### Exercise:
Copy out each line of the entries below in which the string "point" appears.

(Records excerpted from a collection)
◆ ◆ ◆ ◆

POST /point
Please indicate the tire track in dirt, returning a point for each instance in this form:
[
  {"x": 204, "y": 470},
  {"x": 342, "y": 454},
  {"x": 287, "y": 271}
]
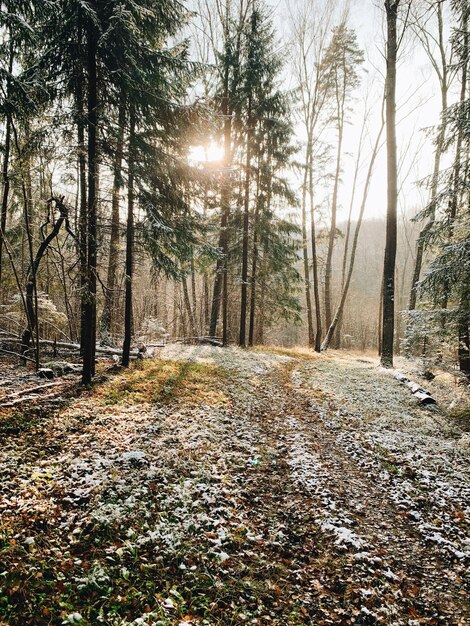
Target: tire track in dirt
[{"x": 349, "y": 545}]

◆ ◆ ◆ ◆

### The answer:
POST /point
Please indicate the tire track in dirt, returning a point for each instance in this form:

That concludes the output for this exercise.